* Exercise:
How many lines in the entries below contain the string "ramp"? Case counts, so match it letter for letter, and reply with the number alone.

*** Provided entries

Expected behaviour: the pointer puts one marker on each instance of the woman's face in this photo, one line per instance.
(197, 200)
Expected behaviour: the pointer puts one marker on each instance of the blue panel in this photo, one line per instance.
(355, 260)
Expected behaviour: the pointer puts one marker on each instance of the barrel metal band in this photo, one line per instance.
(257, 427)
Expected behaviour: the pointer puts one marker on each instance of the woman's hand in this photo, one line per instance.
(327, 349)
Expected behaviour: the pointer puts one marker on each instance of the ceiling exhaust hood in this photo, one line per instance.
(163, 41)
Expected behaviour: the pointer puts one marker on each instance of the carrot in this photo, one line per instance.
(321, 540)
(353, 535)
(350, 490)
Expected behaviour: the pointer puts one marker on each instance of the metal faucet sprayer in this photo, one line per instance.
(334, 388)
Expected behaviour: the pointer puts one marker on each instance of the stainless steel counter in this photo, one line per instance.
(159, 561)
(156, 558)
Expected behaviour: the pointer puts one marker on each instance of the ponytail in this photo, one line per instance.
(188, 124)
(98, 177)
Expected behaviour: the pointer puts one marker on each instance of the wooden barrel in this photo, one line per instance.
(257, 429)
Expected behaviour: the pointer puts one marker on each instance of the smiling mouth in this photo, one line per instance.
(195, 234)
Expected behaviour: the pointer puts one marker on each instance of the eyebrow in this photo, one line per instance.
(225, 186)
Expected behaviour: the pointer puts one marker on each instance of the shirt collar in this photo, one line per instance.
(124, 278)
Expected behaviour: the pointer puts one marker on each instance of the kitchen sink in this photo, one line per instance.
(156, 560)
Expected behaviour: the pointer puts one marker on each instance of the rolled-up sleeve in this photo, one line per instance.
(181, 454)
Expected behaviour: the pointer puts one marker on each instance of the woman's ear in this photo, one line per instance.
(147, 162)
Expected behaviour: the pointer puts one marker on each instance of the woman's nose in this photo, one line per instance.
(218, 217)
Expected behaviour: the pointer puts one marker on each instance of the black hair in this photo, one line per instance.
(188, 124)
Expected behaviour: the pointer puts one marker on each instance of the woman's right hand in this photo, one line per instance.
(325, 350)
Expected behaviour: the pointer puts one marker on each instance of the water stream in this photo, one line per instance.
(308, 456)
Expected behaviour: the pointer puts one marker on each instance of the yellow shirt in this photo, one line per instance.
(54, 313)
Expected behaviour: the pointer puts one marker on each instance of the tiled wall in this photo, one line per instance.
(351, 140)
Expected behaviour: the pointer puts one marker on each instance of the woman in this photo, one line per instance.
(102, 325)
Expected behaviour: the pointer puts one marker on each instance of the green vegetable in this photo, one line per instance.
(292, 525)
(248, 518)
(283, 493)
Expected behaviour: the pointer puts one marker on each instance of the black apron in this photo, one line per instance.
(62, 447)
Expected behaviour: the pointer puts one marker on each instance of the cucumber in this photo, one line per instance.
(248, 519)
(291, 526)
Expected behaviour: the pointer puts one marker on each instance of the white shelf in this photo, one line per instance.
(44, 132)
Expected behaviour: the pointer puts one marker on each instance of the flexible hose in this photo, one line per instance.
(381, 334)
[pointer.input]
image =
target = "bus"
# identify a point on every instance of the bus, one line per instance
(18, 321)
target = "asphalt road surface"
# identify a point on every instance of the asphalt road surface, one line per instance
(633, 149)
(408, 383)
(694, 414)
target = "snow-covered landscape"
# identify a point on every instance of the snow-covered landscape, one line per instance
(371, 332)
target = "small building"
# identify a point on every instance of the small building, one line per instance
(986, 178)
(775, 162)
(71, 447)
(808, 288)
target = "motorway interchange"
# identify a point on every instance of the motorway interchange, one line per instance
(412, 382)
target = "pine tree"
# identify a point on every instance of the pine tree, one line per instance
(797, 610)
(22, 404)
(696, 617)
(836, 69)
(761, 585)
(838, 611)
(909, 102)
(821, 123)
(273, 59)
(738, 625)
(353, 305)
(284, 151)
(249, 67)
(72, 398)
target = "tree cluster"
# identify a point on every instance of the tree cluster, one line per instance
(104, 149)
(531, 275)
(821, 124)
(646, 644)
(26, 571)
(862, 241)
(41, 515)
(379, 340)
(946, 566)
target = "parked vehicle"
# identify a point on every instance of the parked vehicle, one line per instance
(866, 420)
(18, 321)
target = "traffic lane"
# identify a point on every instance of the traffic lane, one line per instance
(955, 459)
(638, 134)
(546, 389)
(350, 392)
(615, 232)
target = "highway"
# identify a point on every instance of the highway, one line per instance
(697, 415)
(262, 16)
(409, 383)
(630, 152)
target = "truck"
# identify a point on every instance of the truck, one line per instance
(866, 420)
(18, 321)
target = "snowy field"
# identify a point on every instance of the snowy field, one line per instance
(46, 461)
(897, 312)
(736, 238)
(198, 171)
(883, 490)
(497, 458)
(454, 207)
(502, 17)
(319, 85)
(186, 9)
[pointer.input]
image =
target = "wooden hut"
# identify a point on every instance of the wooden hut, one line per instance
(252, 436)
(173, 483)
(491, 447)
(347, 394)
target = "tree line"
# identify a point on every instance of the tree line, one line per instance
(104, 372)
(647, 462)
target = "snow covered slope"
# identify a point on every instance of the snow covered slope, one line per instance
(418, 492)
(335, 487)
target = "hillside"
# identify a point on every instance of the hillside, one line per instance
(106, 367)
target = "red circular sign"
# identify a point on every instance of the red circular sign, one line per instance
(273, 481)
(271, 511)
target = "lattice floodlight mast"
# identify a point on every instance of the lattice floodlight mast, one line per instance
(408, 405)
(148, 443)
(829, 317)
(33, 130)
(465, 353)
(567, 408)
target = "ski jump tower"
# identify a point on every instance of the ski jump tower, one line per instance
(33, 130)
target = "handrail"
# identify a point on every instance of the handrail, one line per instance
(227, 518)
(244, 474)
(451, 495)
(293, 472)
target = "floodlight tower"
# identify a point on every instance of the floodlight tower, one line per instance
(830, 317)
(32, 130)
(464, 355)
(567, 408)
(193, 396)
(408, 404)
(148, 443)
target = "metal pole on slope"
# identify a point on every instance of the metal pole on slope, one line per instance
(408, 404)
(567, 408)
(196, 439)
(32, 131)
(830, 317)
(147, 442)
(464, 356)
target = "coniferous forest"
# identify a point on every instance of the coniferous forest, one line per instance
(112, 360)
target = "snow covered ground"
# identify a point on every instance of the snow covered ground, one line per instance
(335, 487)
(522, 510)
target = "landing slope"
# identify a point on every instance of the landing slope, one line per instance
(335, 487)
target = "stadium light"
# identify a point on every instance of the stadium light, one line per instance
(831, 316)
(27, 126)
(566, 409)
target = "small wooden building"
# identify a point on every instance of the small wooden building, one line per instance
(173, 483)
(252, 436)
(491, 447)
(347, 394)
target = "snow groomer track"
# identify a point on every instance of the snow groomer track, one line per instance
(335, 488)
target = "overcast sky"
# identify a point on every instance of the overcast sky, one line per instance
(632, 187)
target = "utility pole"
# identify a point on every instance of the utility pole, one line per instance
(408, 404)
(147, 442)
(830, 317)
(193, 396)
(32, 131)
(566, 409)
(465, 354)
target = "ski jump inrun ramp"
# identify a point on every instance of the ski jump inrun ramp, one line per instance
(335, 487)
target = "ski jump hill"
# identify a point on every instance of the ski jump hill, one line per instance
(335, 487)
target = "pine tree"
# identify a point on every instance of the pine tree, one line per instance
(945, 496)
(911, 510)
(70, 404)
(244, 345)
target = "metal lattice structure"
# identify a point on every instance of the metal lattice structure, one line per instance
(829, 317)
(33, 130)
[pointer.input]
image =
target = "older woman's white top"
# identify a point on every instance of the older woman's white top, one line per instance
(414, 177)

******

* Solution to this exercise:
2